_Records to use_:
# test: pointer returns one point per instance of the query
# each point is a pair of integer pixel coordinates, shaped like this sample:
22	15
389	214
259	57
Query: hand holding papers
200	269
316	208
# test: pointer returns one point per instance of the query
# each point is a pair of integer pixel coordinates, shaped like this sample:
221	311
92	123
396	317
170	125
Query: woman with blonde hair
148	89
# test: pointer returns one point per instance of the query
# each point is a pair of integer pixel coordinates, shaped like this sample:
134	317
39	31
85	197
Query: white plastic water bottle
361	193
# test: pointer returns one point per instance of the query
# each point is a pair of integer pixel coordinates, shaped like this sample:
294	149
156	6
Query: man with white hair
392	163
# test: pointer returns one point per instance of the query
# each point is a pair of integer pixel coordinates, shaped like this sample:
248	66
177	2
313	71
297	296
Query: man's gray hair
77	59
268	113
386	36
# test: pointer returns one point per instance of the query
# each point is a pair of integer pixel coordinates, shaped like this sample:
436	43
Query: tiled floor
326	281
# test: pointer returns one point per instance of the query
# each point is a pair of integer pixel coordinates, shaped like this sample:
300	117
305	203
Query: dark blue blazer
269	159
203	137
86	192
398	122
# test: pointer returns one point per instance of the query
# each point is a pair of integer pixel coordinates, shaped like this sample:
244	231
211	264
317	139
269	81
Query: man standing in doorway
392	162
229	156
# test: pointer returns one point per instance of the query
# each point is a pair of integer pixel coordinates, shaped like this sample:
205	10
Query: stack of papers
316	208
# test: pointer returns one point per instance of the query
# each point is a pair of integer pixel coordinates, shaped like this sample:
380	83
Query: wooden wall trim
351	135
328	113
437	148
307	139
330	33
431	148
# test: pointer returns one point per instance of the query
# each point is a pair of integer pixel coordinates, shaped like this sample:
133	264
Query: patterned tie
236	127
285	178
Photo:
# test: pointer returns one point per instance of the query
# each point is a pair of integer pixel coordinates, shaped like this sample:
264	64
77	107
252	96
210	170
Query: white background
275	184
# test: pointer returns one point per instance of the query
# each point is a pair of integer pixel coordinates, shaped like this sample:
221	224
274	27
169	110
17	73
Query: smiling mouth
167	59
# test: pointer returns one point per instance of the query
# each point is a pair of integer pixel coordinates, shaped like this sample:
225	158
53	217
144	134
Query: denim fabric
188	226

_What you will do_: The data above must be returned in full, exactly as written.

_Full answer_:
# test: pointer returns one point per instance of the query
# each point is a pair of integer pixel coordinates, shaped like this sample:
22	15
389	214
259	57
Query: hand holding papers
200	269
316	208
# test: pointer returns one point per instance of the query
# each point is a pair of integer pixel coordinates, shaped like this sample:
221	311
92	123
396	317
170	125
Query: woman with blonde hair
148	89
# test: pointer returns one point per instance of the query
# each point is a pair of integer pixel coordinates, shaped like this sample:
134	317
39	31
85	197
Query: white plastic water bottle
361	193
# test: pointer returns one point per instance of the query
# each point is a pair of integer pixel coordinates, shaped like this sample:
294	149
156	6
Query: man with white hair
392	163
# test: pointer returns one point per instance of the query
# each point is a pair of integer pixel coordinates, shaped like this sample:
248	66
177	2
313	71
297	296
Query: man's gray hair
77	59
268	113
386	36
# test: pointer returns one point per instance of the query
# each point is a pair of integer pixel coordinates, shaped like this sample:
436	43
Query: tiled floor
326	281
# test: pointer returns one point per instance of the query
# each point is a pair of integer pixel coordinates, shaped like this sample:
300	117
305	203
Query: dark blue blazer
269	159
203	137
86	192
398	122
# test: pointer returns one point per instance of the query
# each point is a pair of integer pixel coordinates, shaped like this sample:
244	231
211	264
317	139
269	81
Query: man standing in doorway
392	162
229	156
# test: pointer returns one point per instance of the query
# each point is a pair of integer pixel coordinates, shaped like this sample:
205	10
Query: stack of papers
316	208
# test: pointer returns one point per instance of the query
# each point is a pair of integer pixel coordinates, shaped like this sample:
380	83
Query: wooden wall trim
351	135
328	113
437	148
307	139
330	33
431	148
# test: pointer returns one point per instance of the query
# each point is a pair of integer pixel coordinates, shaped like this sample:
133	264
Query: patterned tie
236	127
285	178
Photo:
# test: pointer returns one point per instance of the query
# each point is a pair of integer pixel coordinates, shaped like this sample:
264	64
77	107
252	96
210	170
Query: white background
275	184
# test: pointer returns one point per instance of the query
# each point is a pair of integer pixel coordinates, shaped like this sample:
221	224
274	27
169	110
17	73
Query: smiling mouth
167	59
# test: pointer returns one point per instance of the query
# each point is a pair of integer pixel coordinates, shaped like this sample:
225	158
53	217
144	134
Query: denim fabric
188	226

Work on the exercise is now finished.